== EXCERPTED TEXT ==
— BEGIN —
It's not often that we get to speak with Woody Johnson.
The Jets owner has really shunned the spotlight since his daughter Casey Johnson was found dead of unknown causes in her Los Angeles apartment Jan. 4. But he opened up a bit when he spoke with the beat writers today and spoke with us on a variety of subjects, including his emotions as he tries to enjoy the Jets' success while coping with the loss of Casey.
Johnson also made it crystal clear that he doesn't want the cloak of secrecy that surrounded The Hangar (aka The Fort as this guy used to call it) during Eric Mangini's tenure. It's been the exact opposite since Rex Ryan came on board and that's the way it's going to stay.
"We've opened this thing up," Johnson said. "I think we finally got the light that we work for our fans, and a lot of it's through you, so we have to tell you everything that we can that's not the secret to Coke or what play we're going to run first when we open up. The fans really deserve everything else, so we like to give a perspective from the coaches, the players, the staff that work here, me and anybody else you can think of that can shed light in terms of what experience you're trying to describe, our foibles, our successes and the fans deserve to know all of that.
"We're going to be open, and if we're not open, you let me know and we'll give you what you want. Knowing that we're going to make mistakes and say things we don't mean and say things in the wrong order and we're going to embarrass ourselves, that's the risk I think we have to take if we're going to be good at this."
Johnson, understanding where things went so wrong with Mangini, even pointed to how opening things up access wise for the media can be a beneficial thing, not detrimental as Mangini thought.
“As I said, you guys are our spokesman in many respects," he said. "You speak to our fans every single day and so your feelings are going to reflect the fans’ feelings, they are going to influence the fans’ feelings and yeah as I said, this is not a secret. I want to include the fans in everything. Every experience that they want – if they want to know something, if they want to experience something I invite them out here. If you want to see practice, if you want to go on the team plane even, if you want to do something we’ll try to make it happen for you because if it’s big for you, it’s big for me.
— END —
== GIVEN MATERIAL ==
— BEGIN —
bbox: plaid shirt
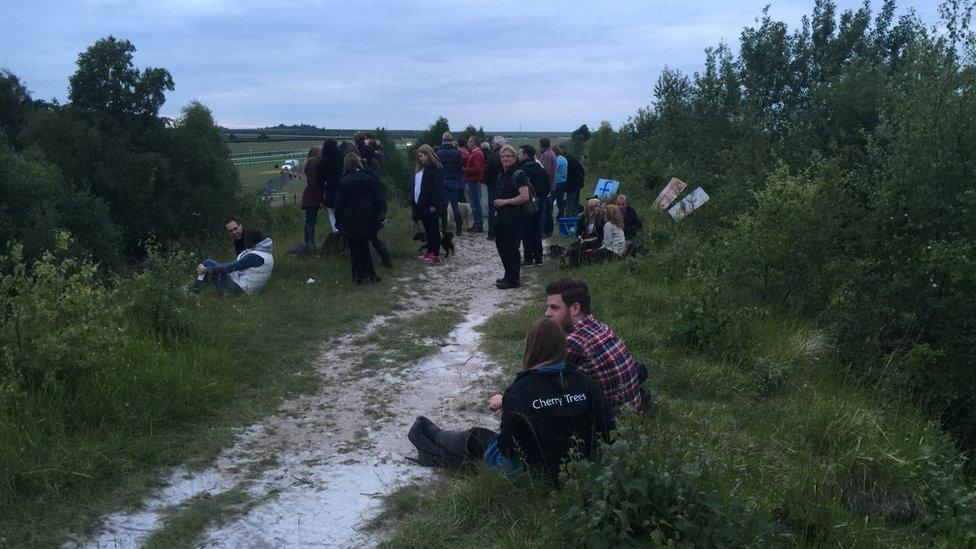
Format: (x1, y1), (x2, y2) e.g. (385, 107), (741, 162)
(566, 314), (643, 410)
— END —
== YOUR OBJECTIVE ==
Repeat the article about Woody Johnson word for word between "The Jets owner" and "going to stay.", inclusive. The lines above stand apart from the article about Woody Johnson.

== WRITTEN SOLUTION ==
The Jets owner has really shunned the spotlight since his daughter Casey Johnson was found dead of unknown causes in her Los Angeles apartment Jan. 4. But he opened up a bit when he spoke with the beat writers today and spoke with us on a variety of subjects, including his emotions as he tries to enjoy the Jets' success while coping with the loss of Casey.
Johnson also made it crystal clear that he doesn't want the cloak of secrecy that surrounded The Hangar (aka The Fort as this guy used to call it) during Eric Mangini's tenure. It's been the exact opposite since Rex Ryan came on board and that's the way it's going to stay.